» Tarefa do exercício a
Copie sem nenhuma alteração as linhas das entradas no trecho que vai da linha que contém "Where can you see the wooden cutting" até a linha que contém "Where can you see the wood grain", ambas incluídas.
····················
A curiosa pronúncia de M’Boi Mirim, bairro de São Paulo

M’Boi Mirim, que é tanto o nome de um bairro, de uma subprefeitura, e de uma estrada, todos na cidade de São Paulo, claramente apresenta origem tupi (ou guarani, dado que seus primitivos habitantes parecem ter sido guaranis; o que importa é que em ambas as línguas o nome seria o mesmo, neste caso). Para saber o porquê de sua pronúncia ser do jeito que é, façamos uma digressão.

Em tupi (e em guarani), a letra ‘m’ permitia duas pronúncias diferentes, a depender do contexto: uma com ‘m’ mesmo, de maçã, e outra, mais oralizada, de ‘mb’. Este último som é bem característico de muitas línguas tupi-guaranis, bem como de línguas africanas, em especial as do grupo banto, que, assim como o tupi, emprestaram muitas palavras ao português brasileiro.

Quando esse som de ‘mb’ ocorria no meio da palavra, esta passava para o português da mesma forma, sem mistério. Daí que kambará, nome de uma planta, passou a ser CAMBARÁ, nome de uma planta.
····················
» Tarefa do exercício b
Reproduza fielmente o trecho do texto sobre M’Boi Mirim que vai de "Em tupi (e em" até "de uma planta.".

» Entradas da tarefa
····················
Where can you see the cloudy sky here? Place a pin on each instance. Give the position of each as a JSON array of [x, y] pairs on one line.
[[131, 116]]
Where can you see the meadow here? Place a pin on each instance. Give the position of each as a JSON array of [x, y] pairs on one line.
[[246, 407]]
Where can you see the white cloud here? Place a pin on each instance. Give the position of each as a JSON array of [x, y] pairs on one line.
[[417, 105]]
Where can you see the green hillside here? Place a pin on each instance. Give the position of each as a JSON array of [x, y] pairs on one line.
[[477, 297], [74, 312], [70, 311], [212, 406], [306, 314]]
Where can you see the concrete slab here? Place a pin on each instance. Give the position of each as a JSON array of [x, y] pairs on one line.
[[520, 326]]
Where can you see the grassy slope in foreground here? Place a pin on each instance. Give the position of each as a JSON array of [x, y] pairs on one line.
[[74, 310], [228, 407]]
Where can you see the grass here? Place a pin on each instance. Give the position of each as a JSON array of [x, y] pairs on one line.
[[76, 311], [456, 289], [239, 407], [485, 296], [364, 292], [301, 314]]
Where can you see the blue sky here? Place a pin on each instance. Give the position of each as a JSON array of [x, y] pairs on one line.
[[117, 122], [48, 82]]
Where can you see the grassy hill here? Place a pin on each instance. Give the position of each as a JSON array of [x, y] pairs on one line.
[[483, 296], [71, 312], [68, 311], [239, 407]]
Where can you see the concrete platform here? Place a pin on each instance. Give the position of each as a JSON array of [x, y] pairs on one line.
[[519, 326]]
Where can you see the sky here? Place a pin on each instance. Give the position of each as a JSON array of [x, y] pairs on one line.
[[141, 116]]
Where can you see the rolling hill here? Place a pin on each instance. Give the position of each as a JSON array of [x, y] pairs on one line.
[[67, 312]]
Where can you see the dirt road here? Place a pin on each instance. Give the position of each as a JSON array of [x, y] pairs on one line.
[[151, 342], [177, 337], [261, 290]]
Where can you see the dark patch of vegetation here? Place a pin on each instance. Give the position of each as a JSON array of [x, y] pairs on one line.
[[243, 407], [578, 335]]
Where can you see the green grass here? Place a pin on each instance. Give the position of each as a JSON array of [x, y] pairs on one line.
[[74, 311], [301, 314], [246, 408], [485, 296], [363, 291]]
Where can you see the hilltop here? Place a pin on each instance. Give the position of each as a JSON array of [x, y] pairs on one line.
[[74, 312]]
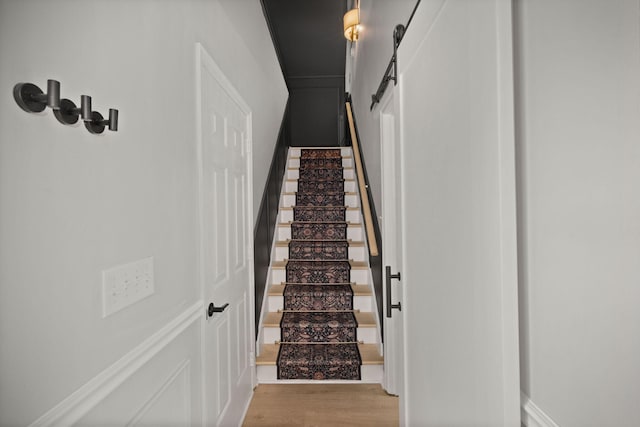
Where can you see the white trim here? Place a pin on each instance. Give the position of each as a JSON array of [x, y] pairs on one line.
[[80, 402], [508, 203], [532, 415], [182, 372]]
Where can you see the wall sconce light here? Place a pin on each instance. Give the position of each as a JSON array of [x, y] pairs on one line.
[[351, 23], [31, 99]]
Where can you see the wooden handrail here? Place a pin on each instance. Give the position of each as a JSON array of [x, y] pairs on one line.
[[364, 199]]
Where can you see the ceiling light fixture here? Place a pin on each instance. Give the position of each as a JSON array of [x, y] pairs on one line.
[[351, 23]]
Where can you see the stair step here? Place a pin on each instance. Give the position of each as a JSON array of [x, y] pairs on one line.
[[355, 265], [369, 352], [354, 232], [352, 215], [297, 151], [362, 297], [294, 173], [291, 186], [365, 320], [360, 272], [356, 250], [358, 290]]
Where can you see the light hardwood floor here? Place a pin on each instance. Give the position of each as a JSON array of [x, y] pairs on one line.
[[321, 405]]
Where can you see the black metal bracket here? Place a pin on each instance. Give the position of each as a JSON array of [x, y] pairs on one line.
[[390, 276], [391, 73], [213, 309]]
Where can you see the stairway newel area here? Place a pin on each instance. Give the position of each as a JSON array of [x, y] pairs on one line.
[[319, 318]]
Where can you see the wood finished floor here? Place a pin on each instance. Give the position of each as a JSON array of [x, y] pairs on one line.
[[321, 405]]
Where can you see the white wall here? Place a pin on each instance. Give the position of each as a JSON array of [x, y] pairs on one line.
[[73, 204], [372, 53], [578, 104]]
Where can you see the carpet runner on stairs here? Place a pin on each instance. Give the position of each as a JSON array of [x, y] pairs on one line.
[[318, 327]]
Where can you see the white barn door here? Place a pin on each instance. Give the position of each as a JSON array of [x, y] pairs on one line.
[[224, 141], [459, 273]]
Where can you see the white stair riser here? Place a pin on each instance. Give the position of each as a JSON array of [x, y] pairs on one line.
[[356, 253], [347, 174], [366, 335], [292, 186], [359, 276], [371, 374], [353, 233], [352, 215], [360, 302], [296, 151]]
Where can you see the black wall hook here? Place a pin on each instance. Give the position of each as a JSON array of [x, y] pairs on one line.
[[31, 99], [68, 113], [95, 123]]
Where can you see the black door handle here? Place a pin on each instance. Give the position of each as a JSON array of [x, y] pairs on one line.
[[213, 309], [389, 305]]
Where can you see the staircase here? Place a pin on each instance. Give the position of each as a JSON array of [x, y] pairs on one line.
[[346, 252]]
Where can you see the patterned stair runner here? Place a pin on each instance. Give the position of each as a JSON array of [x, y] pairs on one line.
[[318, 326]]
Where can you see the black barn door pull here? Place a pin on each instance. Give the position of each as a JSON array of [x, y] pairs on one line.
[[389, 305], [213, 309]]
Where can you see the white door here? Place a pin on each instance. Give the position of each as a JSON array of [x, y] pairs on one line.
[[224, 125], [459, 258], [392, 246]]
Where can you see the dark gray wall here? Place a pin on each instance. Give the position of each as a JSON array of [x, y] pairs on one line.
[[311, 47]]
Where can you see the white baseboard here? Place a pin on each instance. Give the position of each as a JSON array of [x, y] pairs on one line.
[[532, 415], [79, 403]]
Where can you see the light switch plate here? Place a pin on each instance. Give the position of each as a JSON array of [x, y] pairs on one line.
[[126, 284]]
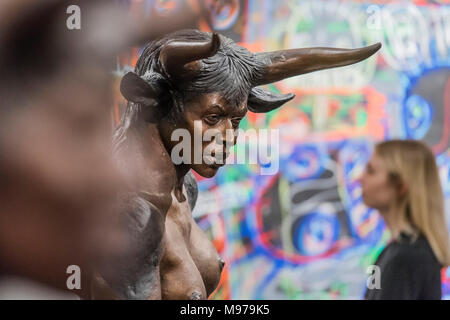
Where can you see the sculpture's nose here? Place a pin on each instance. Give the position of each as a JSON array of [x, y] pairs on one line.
····················
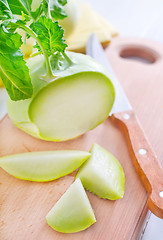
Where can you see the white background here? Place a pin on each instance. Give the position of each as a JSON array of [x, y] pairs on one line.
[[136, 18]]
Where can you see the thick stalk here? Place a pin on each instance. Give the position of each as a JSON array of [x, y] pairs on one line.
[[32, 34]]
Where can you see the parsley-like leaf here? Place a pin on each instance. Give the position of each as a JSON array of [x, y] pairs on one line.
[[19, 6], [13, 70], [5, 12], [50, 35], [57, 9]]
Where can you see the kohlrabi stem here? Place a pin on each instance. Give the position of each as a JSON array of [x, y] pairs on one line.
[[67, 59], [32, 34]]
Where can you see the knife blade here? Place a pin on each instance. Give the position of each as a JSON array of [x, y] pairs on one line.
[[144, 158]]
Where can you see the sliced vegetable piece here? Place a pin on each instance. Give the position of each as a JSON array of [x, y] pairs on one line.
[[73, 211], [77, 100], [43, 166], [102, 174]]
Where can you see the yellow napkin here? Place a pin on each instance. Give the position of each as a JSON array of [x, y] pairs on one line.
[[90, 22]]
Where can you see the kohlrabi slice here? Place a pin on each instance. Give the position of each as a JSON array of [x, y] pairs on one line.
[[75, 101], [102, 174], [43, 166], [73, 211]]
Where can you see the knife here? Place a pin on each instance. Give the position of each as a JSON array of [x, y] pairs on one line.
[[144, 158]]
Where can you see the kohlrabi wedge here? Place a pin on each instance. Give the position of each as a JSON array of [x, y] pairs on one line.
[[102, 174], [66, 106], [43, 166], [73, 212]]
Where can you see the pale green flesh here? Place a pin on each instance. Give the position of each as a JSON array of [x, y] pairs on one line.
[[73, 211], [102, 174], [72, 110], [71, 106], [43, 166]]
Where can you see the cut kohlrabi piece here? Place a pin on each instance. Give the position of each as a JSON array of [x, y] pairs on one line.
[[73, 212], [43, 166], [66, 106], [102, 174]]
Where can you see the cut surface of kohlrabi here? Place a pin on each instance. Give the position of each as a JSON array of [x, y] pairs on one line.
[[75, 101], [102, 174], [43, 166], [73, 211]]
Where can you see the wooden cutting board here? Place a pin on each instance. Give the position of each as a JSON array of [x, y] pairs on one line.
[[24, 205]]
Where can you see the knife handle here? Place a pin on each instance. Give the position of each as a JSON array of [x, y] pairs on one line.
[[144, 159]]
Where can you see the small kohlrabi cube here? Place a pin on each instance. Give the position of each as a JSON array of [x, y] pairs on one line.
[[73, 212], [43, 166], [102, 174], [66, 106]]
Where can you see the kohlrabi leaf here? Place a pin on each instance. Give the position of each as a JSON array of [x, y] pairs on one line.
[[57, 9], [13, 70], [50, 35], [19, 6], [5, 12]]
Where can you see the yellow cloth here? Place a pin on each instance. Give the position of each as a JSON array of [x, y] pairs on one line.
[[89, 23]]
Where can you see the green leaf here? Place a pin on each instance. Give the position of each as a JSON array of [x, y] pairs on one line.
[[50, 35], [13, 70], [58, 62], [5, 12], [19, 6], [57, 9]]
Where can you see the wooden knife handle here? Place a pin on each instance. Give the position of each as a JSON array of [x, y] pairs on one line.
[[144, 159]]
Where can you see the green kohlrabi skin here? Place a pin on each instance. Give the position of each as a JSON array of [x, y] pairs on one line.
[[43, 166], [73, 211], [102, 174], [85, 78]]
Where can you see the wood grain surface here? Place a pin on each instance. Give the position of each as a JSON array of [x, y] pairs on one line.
····················
» Resposta correta a
Where can you see the wooden cutting board here? Place a pin on each instance. Give the position of each as a JSON array of [x, y] pairs on one line.
[[24, 205]]
Where can you see the knife handle here? Place a pin on each instance. Give the position of each as a JSON array of [x, y] pairs on one line.
[[144, 159]]
Where can you see the small kohlrabi cube here? Place a pin on each instance. Give the position of each as a JSON array of [x, y] pairs on one line.
[[73, 212], [43, 166], [102, 174], [66, 106]]
Where can you see the kohlrabi leaf here? Place a pin on each instance. Give the position of each as a JSON array of [x, y] pairs on one line.
[[57, 9], [13, 70], [50, 35], [19, 6], [5, 12]]
Where can you see the yellow cloth here? Place a pin on each instance. Give the position of each as a JSON array of [x, y] pairs on one line.
[[89, 23]]
Where can you see the green leaf here? Place a pin on each instance. Give the position of each as a JSON array of [x, y] pairs on one line.
[[50, 35], [13, 70], [58, 62], [5, 12], [19, 6], [57, 9]]
Where can you see the wooden knife handle here? Place a pin on each instance. Give the position of each as a JSON array of [x, y] pairs on one line.
[[144, 159]]
Where can you see the green kohlrabi skin here? Place a pin on each instance. Give the position of each as a JSON array of [x, y] pairs on one line.
[[43, 166], [73, 211], [102, 174], [85, 78]]
Where can you see the wood grain surface here? Place a pin on each instance. Give the position of each as a JSON array of [x, y] pairs on one line.

» Resposta correta b
Em tupi (e em guarani), a letra ‘m’ permitia duas pronúncias diferentes, a depender do contexto: uma com ‘m’ mesmo, de maçã, e outra, mais oralizada, de ‘mb’. Este último som é bem característico de muitas línguas tupi-guaranis, bem como de línguas africanas, em especial as do grupo banto, que, assim como o tupi, emprestaram muitas palavras ao português brasileiro.

Quando esse som de ‘mb’ ocorria no meio da palavra, esta passava para o português da mesma forma, sem mistério. Daí que kambará, nome de uma planta, passou a ser CAMBARÁ, nome de uma planta.